#### Your objective
Revise everything from the start of the material down to the line containing "3, 542, 264]]", replacing "bounding box" with "enclosing rectangle" and leaving all else unchanged.

#### Source data
+===+

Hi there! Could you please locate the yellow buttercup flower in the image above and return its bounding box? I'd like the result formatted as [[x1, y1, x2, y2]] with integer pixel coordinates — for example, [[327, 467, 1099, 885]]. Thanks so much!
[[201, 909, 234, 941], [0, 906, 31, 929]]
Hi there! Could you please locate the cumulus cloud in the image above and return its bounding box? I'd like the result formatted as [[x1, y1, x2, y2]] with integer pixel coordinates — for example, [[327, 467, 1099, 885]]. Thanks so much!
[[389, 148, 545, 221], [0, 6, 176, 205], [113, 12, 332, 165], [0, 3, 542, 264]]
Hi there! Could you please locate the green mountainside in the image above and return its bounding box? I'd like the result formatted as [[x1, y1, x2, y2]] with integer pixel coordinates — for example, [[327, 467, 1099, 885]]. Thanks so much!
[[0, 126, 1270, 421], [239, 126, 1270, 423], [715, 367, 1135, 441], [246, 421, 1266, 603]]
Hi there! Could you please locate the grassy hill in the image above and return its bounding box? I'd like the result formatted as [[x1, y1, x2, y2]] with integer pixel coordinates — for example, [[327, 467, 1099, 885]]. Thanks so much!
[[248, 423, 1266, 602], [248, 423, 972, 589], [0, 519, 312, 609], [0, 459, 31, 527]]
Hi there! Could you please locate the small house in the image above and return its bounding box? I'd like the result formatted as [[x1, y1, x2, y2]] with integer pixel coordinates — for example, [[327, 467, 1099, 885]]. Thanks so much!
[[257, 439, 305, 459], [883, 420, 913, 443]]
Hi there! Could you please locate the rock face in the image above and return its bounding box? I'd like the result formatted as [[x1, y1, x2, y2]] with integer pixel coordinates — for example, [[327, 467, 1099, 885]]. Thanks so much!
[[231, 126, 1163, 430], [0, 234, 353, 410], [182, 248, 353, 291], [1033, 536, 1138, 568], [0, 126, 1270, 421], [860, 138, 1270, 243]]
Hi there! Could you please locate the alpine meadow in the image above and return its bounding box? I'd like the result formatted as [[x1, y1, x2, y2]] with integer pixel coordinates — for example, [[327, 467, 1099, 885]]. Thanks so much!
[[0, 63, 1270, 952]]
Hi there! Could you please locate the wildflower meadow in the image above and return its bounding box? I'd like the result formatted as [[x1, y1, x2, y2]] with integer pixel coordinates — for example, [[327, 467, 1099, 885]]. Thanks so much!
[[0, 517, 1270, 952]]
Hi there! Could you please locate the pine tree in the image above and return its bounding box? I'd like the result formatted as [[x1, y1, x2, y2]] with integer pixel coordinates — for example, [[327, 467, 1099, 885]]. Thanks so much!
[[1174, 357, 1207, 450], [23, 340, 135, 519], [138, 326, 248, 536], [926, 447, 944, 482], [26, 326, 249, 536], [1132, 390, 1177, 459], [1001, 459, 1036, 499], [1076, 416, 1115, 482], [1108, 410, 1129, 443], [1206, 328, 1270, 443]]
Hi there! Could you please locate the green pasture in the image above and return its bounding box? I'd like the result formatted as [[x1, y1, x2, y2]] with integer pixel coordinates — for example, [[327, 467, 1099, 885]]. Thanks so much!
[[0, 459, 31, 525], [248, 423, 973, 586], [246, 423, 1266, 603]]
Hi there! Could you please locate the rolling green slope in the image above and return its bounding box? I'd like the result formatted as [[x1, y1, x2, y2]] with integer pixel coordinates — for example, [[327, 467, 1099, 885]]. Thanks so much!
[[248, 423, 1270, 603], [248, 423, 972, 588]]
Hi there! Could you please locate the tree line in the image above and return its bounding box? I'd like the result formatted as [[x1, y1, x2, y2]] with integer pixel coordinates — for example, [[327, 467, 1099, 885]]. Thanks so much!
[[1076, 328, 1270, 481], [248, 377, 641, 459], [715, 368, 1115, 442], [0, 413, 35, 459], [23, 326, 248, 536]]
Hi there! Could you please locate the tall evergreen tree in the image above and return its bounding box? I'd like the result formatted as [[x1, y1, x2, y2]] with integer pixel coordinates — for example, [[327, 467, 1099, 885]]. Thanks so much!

+===+

#### Result
Hi there! Could you please locate the yellow buttercup flower in the image above and return its enclosing rectangle? I'd like the result formatted as [[x1, y1, x2, y2]] with integer pixel coordinates — for example, [[327, 467, 1099, 885]]. Thanks so much!
[[201, 909, 234, 941], [0, 906, 31, 929]]
Hi there! Could you please locate the cumulus cloud in the image above and return its enclosing rectangle? I'd like the result formatted as [[x1, y1, x2, y2]] with integer pixel coordinates — for example, [[327, 467, 1099, 885]]. Thanks so much!
[[389, 148, 545, 221], [0, 6, 176, 205], [113, 12, 332, 165], [0, 3, 542, 264]]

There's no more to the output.